## What you have to do
Extend the guide below on deploying an Azure SQL database schema from a DACPAC through Azure DevOps pipelines, beginning right after its final line.

## Provided text
This repository will demonstrate how to deploy an Azure SQL Server instance using pipelines with Bicep files, and then deploy and/or update a database schema using a SQL Server Database Project, which creates a DACPAC file that is then published to Azure with a YML pipeline.

Usage

Follow these steps to publish and update a database schema to an existing Azure SQL Server using Azure DevOps pipelines:

  1. Create a SQL database on your local server or desktop.

  2. Create a new SQL Server Database Project in Visual Studio with the SQL Server Data Tools installed.

    If the intended deploy target is Azure SQL, go into the project properties and set the Target Platform to "Microsoft Azure SQL Database".

  3. Import the database schema into the project by right-clicking on the project and select Import... and then Database... and select the database you wish to import, which will populate the project with the schema objects.

  4. If an initial set of data is desired in the database, add a post deployment script to the project by right clicking on the dbo folder and selecting Add and then Script... and then selecting Post-Deployment script. Name the script something like Post-Deployment.sql and add the desired SQL commands to populate the database with data.

    Note: The script will be run EVERY TIME the database is created or updated, so be sure the script is idempotent and will not create multiple versions of the initial data.

  5. Check the updated project code into the repository and then run one of the pipelines to build the DACPAC file and deploy the database to the target server.

    Note: the folder, solution, and project name are hard-coded into the pipelines, so if those are changed, the pipelines will need to be updated.

  6. If you are NOT using a local user/password, you must find the service principal name that is running your pipeline and execute these commands in the Azure SQL Database to grant that service principal access to the database:

    CREATE USER yourSP FROM EXTERNAL PROVIDER
    ALTER ROLE db_owner ADD MEMBER yourSP

    If you don't you do this, you will probably see this error:

    ##[error]Unable to connect to target server 'xxxdacpacdemo.database.windows.net'. Please verify the connection information such as the server name, login credentials, and firewall rules for the target server.
    ##[error]Login failed for user '<token-identified principal>'.

## Listed records
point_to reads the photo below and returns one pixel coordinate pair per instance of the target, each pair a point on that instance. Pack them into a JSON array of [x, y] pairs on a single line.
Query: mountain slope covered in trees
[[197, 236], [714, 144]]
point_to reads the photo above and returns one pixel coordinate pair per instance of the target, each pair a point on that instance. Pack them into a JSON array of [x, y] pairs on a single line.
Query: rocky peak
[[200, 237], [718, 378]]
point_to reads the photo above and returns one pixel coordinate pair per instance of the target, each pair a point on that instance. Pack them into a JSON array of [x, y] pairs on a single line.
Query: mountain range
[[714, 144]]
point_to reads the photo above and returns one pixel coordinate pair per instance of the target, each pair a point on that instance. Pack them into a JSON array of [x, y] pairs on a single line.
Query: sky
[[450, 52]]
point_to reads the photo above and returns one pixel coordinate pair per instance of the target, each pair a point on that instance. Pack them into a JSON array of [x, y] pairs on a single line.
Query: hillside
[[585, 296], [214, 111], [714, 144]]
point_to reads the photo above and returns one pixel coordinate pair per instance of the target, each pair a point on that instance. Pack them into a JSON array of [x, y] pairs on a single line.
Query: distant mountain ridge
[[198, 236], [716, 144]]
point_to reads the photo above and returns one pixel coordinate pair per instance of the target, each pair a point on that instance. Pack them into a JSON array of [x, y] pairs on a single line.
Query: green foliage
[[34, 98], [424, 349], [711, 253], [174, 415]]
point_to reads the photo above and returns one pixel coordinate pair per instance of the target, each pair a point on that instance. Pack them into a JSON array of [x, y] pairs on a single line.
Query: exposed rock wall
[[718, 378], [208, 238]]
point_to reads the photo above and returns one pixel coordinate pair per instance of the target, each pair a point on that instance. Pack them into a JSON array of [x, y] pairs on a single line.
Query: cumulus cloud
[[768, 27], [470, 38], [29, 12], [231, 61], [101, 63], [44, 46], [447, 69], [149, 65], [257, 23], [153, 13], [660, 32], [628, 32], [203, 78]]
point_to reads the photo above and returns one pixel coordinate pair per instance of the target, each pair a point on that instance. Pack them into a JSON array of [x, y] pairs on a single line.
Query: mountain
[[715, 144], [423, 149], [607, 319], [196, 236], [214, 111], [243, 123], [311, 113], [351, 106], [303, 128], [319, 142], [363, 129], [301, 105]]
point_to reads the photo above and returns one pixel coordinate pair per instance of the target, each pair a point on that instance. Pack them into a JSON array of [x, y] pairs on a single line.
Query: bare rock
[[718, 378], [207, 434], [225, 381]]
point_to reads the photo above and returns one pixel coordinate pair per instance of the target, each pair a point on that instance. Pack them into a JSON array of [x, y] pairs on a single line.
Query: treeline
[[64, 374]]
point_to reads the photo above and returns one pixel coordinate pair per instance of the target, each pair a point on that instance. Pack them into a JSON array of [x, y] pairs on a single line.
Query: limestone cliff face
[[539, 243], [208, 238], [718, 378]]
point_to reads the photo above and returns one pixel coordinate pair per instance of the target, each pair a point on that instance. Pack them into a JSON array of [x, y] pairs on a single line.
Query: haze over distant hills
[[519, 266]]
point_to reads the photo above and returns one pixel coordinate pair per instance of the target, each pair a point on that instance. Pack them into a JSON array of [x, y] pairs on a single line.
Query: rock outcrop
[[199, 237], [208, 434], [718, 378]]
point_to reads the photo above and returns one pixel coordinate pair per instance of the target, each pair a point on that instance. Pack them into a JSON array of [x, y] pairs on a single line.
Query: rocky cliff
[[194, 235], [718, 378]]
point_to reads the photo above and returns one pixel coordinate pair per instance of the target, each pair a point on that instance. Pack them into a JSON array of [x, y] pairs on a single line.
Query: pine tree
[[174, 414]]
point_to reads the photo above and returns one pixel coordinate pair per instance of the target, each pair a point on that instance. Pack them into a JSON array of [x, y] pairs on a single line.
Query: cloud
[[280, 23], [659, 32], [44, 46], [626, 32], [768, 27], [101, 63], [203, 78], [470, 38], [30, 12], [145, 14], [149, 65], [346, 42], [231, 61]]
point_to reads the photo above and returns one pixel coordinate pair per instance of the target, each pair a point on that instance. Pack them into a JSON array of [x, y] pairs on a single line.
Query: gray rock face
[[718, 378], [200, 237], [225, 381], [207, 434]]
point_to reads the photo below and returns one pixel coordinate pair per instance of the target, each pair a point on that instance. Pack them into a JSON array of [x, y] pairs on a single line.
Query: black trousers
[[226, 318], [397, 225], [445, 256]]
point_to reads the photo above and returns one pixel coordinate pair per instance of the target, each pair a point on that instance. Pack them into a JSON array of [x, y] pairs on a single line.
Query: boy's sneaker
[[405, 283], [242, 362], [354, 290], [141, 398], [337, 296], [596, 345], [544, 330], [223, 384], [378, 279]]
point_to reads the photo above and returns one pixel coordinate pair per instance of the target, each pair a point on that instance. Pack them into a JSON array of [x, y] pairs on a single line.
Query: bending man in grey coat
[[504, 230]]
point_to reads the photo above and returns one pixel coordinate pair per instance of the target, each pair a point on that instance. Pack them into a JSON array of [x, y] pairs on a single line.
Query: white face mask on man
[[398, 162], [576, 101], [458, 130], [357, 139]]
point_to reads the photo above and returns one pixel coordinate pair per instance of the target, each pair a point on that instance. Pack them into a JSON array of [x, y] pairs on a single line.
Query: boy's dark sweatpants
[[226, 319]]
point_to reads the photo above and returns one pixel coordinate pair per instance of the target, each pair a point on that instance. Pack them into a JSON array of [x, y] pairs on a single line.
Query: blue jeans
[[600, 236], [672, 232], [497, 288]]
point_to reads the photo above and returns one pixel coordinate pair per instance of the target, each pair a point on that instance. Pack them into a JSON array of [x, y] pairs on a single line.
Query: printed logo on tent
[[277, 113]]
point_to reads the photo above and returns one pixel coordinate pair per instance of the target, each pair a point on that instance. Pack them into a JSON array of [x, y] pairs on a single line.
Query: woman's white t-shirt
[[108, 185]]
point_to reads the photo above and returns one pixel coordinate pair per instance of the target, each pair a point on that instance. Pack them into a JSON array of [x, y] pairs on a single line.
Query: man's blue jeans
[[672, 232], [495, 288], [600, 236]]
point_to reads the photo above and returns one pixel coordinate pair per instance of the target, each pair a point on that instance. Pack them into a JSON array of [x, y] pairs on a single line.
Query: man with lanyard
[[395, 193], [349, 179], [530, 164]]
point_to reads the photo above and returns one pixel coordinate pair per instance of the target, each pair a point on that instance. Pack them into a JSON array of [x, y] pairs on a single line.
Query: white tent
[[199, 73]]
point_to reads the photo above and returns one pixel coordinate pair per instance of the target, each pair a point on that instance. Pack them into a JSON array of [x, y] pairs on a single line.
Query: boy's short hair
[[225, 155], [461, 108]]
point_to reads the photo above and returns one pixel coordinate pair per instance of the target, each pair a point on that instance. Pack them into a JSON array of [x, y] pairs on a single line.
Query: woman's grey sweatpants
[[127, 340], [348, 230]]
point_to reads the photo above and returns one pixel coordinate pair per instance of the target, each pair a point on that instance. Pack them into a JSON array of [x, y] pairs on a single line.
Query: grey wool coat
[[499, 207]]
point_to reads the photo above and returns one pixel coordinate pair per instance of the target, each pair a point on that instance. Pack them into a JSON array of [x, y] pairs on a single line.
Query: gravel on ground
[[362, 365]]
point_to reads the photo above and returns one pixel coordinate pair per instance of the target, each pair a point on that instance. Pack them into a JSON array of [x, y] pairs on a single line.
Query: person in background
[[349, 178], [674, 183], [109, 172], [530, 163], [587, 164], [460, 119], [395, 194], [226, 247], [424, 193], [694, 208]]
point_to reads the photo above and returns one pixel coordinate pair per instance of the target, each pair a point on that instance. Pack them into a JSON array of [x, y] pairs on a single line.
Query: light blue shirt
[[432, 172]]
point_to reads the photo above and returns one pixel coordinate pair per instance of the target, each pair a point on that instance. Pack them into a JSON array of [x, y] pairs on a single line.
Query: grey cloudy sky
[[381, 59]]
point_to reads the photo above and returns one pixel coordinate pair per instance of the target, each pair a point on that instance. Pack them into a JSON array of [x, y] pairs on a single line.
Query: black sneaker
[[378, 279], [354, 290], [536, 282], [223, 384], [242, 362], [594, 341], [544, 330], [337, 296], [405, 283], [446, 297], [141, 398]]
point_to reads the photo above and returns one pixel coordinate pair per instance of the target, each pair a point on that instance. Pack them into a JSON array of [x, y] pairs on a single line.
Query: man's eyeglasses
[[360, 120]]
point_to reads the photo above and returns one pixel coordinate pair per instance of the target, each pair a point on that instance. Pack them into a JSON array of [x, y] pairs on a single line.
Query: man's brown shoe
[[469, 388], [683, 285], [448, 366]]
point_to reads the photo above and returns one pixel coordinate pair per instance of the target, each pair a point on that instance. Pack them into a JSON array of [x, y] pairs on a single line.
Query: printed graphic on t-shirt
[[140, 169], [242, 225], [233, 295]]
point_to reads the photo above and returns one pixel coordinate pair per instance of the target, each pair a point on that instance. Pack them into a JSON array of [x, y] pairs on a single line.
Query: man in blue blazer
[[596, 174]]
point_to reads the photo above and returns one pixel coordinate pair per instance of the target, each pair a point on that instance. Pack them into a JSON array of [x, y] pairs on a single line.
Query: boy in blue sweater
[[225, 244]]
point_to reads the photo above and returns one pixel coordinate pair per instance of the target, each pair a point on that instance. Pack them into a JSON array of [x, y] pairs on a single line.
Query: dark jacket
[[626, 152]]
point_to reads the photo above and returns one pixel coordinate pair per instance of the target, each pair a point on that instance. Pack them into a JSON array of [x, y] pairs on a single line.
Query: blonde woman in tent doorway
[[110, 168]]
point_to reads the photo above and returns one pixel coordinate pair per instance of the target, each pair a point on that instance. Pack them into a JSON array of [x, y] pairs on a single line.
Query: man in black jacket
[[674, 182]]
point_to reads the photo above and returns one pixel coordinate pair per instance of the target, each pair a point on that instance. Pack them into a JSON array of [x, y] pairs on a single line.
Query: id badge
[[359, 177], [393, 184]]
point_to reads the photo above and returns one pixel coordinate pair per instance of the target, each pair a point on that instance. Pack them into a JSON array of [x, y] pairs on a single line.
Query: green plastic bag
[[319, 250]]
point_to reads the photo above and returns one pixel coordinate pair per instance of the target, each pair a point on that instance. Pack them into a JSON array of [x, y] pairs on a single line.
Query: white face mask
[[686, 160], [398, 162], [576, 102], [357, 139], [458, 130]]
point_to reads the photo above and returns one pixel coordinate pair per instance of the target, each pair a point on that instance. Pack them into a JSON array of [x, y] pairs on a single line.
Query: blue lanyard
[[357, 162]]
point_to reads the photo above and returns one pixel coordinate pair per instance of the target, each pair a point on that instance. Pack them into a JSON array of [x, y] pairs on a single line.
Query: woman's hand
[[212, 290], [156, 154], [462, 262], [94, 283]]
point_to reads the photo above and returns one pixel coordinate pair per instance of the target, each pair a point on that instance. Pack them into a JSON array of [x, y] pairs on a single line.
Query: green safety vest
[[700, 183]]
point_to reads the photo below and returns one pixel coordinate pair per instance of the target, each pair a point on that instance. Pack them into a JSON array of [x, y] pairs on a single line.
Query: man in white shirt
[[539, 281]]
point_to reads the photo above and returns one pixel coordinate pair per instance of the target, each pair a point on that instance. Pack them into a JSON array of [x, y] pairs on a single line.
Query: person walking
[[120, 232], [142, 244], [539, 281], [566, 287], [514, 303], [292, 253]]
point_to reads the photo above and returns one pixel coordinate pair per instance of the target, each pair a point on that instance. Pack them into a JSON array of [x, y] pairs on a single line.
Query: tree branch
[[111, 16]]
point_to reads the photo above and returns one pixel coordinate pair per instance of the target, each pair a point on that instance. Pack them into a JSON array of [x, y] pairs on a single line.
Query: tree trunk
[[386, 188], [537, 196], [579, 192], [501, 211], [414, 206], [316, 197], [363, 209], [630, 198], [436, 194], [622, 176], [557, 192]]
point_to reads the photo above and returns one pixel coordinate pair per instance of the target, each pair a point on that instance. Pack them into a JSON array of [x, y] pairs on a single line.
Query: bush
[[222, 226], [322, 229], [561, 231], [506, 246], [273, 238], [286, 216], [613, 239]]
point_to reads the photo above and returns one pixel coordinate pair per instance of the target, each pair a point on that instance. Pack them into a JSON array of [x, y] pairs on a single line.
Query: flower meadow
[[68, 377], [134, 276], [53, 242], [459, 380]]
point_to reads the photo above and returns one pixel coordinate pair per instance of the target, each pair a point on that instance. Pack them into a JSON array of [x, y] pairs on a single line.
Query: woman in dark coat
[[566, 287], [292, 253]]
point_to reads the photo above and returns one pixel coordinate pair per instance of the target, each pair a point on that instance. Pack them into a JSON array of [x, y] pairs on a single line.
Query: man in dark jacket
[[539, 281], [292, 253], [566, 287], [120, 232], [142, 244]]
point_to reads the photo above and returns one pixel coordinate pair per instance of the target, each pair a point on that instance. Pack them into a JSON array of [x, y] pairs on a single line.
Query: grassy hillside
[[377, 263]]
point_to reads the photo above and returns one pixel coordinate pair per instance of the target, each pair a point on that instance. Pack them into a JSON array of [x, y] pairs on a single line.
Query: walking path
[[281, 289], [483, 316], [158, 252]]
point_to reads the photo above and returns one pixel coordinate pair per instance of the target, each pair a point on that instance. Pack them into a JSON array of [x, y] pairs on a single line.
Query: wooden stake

## Output for this task
    ##[error]The Azure SQL DACPAC task failed. SqlPackage.exe exited with code 1.Check out how to troubleshoot failures at https://aka.ms/sqlazuredeployreadme#troubleshooting-

    For more info, see: https://learn.microsoft.com/en-us/azure/azure-sql/database/authentication-aad-configure#provision-microsoft-entra-admin-sql-database

  7. When changes are made to the database, use the Schema Compare tool to compare the source database to the database project and then update the project with the changes, check in the code, and run one of the pipelines again to publish your changes.

    Note: If publishing to Azure SQL, the Schema Compare options should be set to ignore Database Roles and Users, as those do not transfer well to Azure SQL. Check the changes into the repository and run the pipeline again to deploy the changes to the target server.

Pipeline Setup

See the .azdo/pipeline/readme.md file for details on what each pipeline does and how to set up the Azure DevOps environment to make the pipelines function correctly.

Additional Notes

  • This project is mostly focused on database SCHEMA changes, not on changing to the actual DATA in a database (except for the initial data populate). However, there is an example of running scripts as part of the post-deployment.

  • In addition, this project has a pipeline that runs a script. The scripts allowed are defined in the YML code and the user may choose which one at runtime.

  • One of the custom scripts in this example does an Azure DB Copy, which must run in the Master database, so there is custom logic in the run SQL pipeline template for that.

  • For some helpful queries about permissions in an Azure SQL database, see permissions_queries.md.